Begin Records to process

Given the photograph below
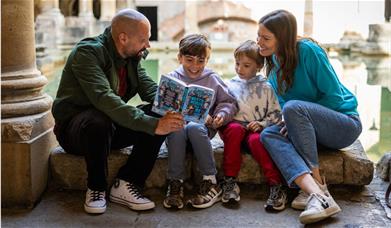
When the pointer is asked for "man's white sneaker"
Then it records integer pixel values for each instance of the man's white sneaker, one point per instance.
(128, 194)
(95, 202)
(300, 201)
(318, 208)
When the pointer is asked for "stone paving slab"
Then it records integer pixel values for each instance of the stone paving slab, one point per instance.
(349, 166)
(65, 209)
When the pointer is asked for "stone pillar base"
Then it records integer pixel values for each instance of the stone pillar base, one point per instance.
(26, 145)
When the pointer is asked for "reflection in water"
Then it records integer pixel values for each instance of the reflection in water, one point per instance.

End Records to process
Begin Records to process

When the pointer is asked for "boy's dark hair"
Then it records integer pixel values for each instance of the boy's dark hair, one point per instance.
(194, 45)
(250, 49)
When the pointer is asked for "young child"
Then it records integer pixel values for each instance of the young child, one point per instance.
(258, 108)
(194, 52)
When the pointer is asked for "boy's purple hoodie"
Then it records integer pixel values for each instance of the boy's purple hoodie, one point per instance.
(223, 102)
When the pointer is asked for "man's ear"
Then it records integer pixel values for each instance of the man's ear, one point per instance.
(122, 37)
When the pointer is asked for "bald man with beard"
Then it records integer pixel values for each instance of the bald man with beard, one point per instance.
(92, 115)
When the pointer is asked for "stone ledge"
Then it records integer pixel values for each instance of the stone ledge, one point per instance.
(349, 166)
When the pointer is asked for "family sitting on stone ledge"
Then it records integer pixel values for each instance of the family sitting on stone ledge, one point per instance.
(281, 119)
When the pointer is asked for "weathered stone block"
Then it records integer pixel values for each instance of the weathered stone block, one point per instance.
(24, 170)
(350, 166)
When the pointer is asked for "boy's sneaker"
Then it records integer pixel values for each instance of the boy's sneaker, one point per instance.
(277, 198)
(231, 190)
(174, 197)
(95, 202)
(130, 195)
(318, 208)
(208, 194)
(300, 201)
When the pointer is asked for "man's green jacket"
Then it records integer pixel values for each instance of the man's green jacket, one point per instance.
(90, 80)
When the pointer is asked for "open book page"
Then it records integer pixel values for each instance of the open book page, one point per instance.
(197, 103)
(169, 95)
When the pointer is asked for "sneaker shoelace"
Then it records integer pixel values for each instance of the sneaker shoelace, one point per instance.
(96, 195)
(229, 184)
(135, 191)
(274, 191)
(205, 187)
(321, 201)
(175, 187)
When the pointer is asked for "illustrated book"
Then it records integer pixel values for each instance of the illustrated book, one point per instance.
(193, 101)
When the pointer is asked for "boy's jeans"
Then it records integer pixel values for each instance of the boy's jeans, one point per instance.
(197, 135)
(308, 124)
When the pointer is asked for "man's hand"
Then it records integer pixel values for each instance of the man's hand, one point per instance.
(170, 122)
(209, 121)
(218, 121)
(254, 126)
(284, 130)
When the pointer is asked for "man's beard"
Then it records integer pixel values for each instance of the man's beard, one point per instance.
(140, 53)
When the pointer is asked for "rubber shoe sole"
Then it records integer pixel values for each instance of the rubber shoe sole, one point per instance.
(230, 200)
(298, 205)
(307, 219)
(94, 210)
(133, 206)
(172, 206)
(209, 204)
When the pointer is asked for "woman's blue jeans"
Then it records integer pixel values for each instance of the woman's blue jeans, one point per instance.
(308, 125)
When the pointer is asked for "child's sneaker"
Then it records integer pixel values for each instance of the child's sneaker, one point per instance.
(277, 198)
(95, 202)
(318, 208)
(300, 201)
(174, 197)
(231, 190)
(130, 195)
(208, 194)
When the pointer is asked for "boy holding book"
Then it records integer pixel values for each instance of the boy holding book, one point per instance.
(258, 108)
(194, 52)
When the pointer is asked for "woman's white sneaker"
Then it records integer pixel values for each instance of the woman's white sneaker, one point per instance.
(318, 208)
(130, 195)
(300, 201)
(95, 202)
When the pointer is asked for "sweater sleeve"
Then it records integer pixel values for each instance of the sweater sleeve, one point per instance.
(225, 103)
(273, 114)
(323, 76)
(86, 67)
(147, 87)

End Records to process

Which lines in the rows above contain the word "hoodie"? Copy each of them.

> [Result below]
When the pointer is asked for "boy's purple hoodie"
Then it records integer pixel values for each instance of the boy's purple hoodie, one point per instance.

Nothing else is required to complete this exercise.